**GIVEN REQUEST A**: Reproduce word for word the passage of the OpenTelemetry metrics text starting with "Needless to say" and going on through "a super-fast rate.".

**TEXT EXCERPT**:
Then we have the API and SDK stability discussions that are ongoing into a different workgroup and we — what we are employing as a methodology is a rapid iteration on discussion items, prototyping and implementing this in top languages as we build out the functionality.

So the good news is that API work is actually underway right now and actually has almost become stable now and SDK implementation towards stability is also in progress.

The fourth area, which is super important because Collector is a very, very popular component in the project, is to make sure that OTLP data ingestion and aggregation is fully supported, ensuring OTLP pull-based implementation works, as well as scaling out the Prometheus push-based implementation to ensure that both protocols are well supported.

And another area that we are, you know, diving into is ensuring that each metric instrument is evaluated, and we look at the data types and ensure that there is an owner or a maintainer who is responsible for collecting feedback, driving discussions, owning implementation completion, and coordinating and collaborating with different maintainers and contributors who are working on different parts of project.

Needless to say in such a large project, there’s a fair bit of multitasking and also heavy amount of collaboration that is super exciting to be involved in, but also ongoing at a super-fast rate.

And if you are interested or involved in, you know, looking at what’s happened, you can easily catch up. The metric SIG meetings are all recorded. They are available online, on the OpenTelemetry YouTube channel. So you can go and check it out.

14:43

Moving on, I would like to dive in a little bit into the Prometheus interoperability work that we are doing, and this is super important because as many of you know, Prometheus is a very popular metrics monitoring and alerting framework, especially for Kubernetes based applications. Those of our customers who are instrumenting / monitoring and providing observability for other platforms, which are non-Kubernetes based, there are requirements where there is a need for consuming or handling instrumentation metrics, both from applications as well as infrastructure, not only from Prometheus, but from other compute platforms too.

[Stored entries]

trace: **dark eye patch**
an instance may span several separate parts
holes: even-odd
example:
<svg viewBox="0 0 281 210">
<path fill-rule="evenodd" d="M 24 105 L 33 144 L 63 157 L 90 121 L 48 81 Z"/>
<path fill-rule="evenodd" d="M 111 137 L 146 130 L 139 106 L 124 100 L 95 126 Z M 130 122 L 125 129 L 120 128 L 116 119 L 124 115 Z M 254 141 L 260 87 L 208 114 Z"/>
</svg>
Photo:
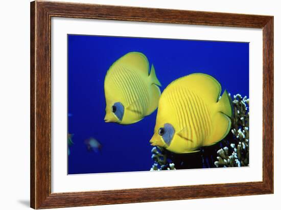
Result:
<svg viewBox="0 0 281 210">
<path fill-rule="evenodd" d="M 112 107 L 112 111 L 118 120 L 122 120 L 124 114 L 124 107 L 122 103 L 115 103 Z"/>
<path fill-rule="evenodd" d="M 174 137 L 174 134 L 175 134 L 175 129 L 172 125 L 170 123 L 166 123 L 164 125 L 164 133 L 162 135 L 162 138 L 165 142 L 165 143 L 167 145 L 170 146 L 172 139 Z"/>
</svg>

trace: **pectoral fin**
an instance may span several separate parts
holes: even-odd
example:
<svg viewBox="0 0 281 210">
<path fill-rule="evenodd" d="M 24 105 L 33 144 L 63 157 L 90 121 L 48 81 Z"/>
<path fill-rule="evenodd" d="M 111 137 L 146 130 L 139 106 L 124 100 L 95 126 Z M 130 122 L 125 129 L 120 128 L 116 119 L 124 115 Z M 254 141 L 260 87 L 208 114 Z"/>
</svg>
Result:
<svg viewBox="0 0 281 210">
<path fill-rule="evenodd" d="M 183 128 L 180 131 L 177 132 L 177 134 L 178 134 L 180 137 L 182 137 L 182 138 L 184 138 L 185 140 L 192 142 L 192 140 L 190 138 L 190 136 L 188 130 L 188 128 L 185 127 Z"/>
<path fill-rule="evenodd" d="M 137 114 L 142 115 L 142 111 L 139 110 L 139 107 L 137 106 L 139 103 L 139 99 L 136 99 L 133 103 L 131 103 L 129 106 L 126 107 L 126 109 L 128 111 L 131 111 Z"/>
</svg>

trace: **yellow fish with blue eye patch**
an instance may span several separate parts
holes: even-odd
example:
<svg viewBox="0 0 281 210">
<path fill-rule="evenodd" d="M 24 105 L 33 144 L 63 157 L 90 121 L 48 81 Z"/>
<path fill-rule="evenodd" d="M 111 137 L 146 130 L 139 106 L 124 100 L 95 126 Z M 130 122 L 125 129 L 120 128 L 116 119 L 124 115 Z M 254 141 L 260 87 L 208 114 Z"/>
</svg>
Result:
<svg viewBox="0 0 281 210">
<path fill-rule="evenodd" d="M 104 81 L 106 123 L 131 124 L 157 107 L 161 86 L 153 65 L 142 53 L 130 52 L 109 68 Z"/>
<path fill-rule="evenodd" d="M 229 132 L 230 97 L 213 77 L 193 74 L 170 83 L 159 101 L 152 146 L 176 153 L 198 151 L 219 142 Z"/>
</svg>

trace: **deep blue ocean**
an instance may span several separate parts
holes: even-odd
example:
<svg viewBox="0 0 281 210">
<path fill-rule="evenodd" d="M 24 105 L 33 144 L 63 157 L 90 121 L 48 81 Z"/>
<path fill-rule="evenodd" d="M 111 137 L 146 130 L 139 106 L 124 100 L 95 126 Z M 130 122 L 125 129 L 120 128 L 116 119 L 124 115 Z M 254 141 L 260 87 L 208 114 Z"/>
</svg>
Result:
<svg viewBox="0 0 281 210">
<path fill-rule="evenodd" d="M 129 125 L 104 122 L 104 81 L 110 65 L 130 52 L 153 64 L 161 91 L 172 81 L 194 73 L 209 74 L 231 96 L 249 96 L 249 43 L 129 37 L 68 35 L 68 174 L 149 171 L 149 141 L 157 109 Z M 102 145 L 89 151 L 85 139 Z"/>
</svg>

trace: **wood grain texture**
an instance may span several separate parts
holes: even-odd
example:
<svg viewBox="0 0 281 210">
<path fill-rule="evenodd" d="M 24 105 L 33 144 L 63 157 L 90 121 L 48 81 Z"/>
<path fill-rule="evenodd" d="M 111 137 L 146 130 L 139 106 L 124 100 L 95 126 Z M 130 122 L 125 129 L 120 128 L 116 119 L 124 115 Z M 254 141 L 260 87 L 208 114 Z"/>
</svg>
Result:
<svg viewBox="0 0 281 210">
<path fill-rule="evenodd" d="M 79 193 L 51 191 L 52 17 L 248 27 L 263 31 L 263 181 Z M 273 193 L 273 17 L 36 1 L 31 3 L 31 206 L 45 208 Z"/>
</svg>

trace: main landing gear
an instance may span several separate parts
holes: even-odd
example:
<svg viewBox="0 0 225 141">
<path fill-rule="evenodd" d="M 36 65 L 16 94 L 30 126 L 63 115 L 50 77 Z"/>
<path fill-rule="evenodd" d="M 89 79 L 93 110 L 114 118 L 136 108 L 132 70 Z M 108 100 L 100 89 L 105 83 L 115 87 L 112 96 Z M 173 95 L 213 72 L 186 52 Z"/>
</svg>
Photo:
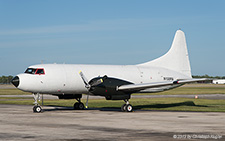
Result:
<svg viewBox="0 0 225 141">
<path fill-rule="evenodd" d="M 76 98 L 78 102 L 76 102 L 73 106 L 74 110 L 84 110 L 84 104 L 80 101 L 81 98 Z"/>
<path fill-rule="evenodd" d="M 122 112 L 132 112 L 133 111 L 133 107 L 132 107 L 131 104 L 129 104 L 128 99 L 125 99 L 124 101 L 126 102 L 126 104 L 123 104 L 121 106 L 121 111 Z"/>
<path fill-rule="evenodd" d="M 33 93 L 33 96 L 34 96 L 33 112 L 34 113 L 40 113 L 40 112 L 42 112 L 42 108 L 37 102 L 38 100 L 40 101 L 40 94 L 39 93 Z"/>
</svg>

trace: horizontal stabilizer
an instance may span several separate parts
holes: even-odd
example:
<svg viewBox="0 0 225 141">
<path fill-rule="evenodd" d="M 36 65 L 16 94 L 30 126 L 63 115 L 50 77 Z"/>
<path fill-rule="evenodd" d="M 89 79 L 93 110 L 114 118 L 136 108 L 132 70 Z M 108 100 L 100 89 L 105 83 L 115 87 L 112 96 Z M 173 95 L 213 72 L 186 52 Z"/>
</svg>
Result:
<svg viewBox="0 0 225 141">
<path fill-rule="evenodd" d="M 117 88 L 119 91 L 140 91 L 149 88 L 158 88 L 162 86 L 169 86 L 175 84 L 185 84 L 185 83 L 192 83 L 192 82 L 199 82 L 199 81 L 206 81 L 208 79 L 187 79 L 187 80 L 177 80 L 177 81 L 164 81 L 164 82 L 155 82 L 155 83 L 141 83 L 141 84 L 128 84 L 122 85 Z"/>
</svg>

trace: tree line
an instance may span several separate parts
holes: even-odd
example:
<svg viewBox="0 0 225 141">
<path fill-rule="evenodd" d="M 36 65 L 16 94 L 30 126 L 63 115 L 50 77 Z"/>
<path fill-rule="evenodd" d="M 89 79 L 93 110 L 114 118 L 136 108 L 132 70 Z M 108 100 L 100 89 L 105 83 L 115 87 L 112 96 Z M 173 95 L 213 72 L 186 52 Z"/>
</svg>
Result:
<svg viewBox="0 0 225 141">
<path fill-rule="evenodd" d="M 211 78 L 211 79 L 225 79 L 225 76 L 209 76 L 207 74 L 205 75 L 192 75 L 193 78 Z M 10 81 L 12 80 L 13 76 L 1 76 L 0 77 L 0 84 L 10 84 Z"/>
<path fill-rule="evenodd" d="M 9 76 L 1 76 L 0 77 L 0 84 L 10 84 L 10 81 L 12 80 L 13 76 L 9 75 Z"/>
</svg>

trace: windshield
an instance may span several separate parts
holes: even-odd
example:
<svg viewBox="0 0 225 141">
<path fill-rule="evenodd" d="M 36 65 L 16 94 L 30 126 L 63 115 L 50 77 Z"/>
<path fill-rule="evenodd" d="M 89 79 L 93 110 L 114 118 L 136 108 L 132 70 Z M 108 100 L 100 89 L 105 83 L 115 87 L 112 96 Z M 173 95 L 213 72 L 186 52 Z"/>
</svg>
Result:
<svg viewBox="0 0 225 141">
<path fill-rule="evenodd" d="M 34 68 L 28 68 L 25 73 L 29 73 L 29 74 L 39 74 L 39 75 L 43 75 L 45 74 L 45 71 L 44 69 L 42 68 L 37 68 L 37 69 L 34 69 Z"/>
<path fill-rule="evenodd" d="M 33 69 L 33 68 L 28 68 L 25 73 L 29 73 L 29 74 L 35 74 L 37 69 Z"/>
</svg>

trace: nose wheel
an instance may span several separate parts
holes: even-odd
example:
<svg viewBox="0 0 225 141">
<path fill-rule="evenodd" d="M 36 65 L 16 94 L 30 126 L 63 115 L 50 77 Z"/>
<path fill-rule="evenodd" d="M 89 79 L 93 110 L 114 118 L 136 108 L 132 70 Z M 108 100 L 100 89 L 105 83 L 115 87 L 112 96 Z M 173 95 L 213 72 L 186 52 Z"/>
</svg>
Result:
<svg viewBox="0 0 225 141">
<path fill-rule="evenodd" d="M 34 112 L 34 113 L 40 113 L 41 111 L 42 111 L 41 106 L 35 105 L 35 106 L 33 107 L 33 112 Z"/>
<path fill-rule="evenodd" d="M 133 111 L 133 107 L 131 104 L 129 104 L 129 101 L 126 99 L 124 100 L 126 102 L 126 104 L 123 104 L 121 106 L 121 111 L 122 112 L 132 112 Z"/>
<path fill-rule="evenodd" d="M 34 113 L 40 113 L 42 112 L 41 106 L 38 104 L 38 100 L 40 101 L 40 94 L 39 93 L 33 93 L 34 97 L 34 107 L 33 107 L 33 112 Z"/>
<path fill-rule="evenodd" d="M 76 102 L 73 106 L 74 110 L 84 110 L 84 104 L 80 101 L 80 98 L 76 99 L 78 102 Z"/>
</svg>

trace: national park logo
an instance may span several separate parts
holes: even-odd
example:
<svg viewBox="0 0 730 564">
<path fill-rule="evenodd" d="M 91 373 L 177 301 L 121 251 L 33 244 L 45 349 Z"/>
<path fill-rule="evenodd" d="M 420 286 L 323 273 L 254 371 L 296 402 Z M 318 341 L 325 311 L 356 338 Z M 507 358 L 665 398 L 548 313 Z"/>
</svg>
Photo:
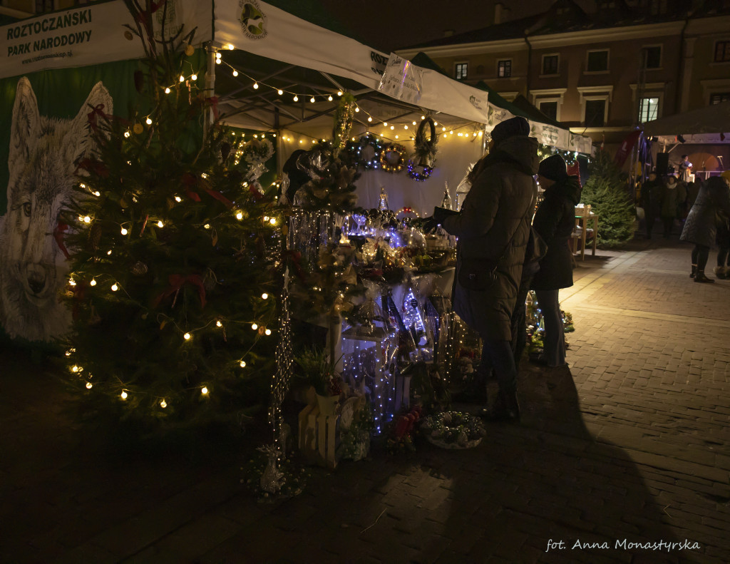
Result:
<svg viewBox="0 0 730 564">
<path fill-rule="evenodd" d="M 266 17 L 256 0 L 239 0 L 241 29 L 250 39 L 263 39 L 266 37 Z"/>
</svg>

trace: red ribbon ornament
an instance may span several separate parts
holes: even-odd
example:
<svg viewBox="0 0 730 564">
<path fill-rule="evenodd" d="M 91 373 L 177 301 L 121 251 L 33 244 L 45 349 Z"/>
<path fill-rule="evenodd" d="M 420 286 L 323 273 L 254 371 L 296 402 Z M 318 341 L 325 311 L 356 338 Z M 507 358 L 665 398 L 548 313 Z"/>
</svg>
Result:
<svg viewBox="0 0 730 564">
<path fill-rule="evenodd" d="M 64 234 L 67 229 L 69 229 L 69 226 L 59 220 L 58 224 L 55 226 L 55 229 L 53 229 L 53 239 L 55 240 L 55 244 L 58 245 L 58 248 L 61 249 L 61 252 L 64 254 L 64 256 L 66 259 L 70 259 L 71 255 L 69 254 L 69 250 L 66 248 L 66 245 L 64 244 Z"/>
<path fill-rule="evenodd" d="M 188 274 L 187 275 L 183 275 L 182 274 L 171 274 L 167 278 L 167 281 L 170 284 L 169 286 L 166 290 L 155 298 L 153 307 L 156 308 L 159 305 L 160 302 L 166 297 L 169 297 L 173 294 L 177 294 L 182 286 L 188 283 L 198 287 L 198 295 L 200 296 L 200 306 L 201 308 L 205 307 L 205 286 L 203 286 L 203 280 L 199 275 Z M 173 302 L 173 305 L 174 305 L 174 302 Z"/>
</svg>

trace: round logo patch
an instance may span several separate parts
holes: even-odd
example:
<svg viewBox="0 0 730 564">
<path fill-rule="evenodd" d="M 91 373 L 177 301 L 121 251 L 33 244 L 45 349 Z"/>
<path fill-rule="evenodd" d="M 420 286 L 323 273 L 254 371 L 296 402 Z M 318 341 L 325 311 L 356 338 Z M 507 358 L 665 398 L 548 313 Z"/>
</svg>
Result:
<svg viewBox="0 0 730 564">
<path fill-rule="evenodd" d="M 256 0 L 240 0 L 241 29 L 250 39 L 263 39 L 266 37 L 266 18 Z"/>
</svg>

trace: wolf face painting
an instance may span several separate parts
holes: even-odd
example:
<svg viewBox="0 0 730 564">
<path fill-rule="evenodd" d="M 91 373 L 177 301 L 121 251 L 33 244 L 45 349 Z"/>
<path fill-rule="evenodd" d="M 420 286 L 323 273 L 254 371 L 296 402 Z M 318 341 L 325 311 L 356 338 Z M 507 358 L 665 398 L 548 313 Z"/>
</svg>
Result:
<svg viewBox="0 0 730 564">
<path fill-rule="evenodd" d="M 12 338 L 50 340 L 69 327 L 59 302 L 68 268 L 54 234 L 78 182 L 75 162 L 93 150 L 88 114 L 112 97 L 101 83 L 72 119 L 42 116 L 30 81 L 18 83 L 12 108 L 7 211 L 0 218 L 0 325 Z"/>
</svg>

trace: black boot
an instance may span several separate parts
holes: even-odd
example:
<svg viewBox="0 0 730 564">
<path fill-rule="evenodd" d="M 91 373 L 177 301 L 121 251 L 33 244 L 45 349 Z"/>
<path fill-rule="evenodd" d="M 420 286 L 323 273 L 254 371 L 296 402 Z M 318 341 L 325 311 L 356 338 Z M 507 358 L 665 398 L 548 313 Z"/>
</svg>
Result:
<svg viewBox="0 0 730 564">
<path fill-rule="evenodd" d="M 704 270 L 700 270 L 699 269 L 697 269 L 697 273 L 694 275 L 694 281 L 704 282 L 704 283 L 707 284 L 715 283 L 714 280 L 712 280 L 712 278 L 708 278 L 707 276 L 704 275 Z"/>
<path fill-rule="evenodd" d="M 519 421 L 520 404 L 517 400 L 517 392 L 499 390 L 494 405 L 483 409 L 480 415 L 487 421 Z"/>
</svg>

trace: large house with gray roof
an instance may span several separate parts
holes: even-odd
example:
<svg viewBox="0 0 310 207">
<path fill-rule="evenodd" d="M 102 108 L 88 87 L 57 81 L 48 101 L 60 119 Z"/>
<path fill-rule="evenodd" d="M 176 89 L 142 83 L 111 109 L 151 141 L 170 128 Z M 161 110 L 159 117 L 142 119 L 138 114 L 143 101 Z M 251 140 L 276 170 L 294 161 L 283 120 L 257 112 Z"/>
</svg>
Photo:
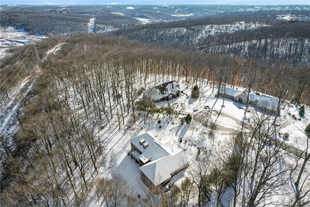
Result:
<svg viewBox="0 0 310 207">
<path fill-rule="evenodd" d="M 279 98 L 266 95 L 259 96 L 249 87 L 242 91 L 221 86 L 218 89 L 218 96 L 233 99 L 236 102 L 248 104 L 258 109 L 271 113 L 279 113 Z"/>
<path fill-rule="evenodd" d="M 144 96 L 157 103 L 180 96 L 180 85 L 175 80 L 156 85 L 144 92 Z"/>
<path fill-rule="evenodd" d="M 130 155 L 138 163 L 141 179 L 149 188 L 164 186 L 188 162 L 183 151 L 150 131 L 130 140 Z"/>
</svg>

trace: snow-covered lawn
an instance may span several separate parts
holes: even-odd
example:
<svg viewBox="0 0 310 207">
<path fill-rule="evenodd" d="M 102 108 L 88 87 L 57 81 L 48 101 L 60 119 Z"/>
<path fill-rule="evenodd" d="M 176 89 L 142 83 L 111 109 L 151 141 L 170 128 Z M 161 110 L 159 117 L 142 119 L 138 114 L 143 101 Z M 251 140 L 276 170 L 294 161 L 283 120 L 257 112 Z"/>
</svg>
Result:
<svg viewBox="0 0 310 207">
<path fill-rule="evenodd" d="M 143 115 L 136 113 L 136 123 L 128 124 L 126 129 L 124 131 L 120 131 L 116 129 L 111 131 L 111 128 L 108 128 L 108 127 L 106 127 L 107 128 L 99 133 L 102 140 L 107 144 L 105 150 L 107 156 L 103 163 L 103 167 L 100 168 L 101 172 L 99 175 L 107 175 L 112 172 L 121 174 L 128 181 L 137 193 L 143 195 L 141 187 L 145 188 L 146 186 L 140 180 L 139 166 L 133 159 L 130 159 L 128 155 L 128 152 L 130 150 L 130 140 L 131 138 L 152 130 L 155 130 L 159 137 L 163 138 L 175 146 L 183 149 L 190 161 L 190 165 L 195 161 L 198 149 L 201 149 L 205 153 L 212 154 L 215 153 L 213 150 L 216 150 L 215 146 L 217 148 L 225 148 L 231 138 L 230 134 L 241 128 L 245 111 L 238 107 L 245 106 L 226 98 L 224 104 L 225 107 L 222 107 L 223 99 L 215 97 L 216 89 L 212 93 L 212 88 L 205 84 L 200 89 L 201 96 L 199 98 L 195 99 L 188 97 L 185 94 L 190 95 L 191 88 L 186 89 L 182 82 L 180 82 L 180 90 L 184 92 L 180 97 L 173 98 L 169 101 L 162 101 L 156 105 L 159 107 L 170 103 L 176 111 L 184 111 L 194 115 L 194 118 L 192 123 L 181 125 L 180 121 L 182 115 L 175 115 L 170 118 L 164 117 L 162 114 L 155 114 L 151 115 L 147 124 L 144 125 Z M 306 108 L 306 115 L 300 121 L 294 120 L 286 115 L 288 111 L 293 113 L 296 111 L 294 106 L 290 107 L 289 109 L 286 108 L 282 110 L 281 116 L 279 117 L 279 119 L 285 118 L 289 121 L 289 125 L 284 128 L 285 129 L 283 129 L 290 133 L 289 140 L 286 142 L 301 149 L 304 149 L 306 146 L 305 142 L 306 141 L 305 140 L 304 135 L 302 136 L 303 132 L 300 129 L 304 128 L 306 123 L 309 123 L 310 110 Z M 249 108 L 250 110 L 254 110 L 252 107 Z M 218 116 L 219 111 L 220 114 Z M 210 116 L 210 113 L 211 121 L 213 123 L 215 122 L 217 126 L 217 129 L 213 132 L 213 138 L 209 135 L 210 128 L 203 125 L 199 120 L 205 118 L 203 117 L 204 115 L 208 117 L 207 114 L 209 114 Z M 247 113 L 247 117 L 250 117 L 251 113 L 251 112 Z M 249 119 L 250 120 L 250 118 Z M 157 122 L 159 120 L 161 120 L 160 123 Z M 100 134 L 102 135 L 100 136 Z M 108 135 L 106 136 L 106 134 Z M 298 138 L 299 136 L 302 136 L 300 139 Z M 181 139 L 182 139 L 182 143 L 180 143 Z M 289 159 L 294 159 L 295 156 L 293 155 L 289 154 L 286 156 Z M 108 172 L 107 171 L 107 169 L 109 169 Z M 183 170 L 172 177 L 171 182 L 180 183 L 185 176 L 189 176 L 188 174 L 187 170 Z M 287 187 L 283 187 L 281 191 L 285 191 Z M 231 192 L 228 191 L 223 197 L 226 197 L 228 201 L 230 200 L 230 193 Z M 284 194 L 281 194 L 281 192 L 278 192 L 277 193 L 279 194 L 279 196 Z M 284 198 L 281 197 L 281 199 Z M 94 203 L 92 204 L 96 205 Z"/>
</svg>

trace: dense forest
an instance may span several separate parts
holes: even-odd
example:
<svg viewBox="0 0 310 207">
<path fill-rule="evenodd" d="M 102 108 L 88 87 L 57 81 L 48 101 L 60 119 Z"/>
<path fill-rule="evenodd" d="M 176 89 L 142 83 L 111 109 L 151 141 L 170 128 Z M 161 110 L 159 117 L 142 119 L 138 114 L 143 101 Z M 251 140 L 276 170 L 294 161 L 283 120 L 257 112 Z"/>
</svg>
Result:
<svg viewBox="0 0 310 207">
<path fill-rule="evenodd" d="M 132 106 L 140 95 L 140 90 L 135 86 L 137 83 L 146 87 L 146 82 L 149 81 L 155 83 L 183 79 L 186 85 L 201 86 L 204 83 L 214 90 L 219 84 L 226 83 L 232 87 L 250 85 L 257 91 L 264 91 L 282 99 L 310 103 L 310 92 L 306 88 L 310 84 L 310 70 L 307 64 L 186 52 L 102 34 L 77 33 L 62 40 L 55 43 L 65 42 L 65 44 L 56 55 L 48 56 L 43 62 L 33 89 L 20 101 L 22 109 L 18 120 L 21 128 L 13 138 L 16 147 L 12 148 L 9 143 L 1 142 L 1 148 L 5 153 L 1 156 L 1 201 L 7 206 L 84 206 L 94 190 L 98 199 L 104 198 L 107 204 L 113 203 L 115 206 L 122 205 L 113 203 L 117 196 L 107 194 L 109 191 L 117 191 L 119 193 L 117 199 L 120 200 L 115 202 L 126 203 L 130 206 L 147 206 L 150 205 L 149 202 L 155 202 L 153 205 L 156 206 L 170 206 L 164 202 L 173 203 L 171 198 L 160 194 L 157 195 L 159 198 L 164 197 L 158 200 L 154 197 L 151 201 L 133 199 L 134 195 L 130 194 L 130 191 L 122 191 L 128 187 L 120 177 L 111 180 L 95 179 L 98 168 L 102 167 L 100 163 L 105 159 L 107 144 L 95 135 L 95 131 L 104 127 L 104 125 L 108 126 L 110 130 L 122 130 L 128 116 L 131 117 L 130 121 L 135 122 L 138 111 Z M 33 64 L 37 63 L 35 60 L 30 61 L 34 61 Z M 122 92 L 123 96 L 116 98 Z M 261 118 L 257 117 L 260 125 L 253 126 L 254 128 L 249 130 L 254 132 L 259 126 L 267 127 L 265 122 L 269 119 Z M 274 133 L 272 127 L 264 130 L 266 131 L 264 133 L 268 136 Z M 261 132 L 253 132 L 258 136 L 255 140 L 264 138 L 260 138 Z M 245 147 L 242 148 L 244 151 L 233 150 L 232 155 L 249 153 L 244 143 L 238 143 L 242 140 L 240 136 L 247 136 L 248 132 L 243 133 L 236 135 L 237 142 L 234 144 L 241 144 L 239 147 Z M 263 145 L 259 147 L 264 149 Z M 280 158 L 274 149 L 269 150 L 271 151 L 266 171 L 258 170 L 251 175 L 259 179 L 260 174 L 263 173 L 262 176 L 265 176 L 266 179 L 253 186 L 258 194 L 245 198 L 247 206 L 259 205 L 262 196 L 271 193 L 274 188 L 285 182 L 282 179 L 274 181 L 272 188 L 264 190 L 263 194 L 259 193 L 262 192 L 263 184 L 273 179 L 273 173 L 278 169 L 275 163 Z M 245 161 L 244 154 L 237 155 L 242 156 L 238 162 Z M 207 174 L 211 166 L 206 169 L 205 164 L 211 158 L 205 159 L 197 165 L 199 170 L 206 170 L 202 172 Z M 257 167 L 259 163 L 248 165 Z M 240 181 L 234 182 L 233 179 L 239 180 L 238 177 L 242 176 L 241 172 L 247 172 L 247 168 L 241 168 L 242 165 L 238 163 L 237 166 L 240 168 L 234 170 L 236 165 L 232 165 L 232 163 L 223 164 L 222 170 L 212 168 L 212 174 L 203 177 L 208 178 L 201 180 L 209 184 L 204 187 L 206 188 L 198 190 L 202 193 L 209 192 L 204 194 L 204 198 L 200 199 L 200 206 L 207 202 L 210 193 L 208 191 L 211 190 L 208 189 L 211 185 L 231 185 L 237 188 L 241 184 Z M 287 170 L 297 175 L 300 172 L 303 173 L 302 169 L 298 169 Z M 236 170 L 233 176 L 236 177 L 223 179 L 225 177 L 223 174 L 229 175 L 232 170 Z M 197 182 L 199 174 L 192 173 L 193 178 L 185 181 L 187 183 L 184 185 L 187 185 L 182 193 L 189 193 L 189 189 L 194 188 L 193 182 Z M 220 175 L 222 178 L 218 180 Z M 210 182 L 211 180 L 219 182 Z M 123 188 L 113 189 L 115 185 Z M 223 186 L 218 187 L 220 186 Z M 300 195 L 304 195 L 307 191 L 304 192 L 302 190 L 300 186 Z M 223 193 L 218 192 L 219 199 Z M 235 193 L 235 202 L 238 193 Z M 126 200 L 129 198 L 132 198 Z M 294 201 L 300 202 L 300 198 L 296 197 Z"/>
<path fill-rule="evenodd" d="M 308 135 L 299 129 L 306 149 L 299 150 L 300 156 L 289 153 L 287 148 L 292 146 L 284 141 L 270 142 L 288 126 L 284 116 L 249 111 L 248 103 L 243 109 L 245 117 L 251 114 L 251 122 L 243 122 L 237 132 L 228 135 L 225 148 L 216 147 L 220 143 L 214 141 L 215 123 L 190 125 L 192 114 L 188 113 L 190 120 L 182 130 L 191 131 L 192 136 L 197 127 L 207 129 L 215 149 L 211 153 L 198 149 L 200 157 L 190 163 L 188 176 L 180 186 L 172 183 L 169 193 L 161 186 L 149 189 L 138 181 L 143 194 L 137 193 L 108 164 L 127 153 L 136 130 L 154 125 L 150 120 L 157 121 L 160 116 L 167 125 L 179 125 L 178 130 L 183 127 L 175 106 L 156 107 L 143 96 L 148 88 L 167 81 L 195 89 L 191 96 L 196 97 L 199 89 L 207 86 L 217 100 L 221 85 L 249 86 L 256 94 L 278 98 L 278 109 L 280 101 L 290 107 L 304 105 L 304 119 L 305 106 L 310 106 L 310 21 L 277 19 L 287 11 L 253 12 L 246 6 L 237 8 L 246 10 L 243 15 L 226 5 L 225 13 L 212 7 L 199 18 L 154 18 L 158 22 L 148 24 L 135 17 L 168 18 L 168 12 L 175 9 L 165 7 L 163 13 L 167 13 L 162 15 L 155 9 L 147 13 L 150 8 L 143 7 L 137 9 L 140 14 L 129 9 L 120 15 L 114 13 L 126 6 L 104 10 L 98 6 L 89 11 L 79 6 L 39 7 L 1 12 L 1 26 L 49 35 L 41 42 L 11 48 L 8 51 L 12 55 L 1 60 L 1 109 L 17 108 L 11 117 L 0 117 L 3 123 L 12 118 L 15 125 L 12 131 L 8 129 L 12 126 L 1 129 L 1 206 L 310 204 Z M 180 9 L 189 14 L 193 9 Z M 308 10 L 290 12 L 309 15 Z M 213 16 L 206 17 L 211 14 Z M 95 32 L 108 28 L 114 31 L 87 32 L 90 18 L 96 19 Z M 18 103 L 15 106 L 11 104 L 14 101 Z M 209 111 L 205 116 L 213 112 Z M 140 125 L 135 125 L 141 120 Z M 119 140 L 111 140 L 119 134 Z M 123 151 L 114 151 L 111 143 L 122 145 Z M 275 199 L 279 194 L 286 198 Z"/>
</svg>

**GIVEN REQUEST B**: Quote the lines of the records starting with the line with "trace: nose wheel" and going on through the line with "34 112 L 34", both included.

**FINAL RESULT A**:
Needless to say in such a large project, there’s a fair bit of multitasking and also heavy amount of collaboration that is super exciting to be involved in, but also ongoing at a super-fast rate.

**FINAL RESULT B**:
trace: nose wheel
an instance may span several separate parts
holes: even-odd
example:
<svg viewBox="0 0 225 141">
<path fill-rule="evenodd" d="M 36 65 L 16 94 L 30 126 L 63 115 L 50 77 Z"/>
<path fill-rule="evenodd" d="M 89 79 L 93 110 L 114 118 L 136 108 L 132 70 Z M 108 100 L 100 89 L 105 83 L 115 87 L 112 96 Z M 173 95 L 213 72 L 186 52 Z"/>
</svg>
Result:
<svg viewBox="0 0 225 141">
<path fill-rule="evenodd" d="M 34 112 L 34 113 L 40 113 L 41 111 L 42 111 L 41 106 L 35 105 L 35 106 L 33 107 L 33 112 Z"/>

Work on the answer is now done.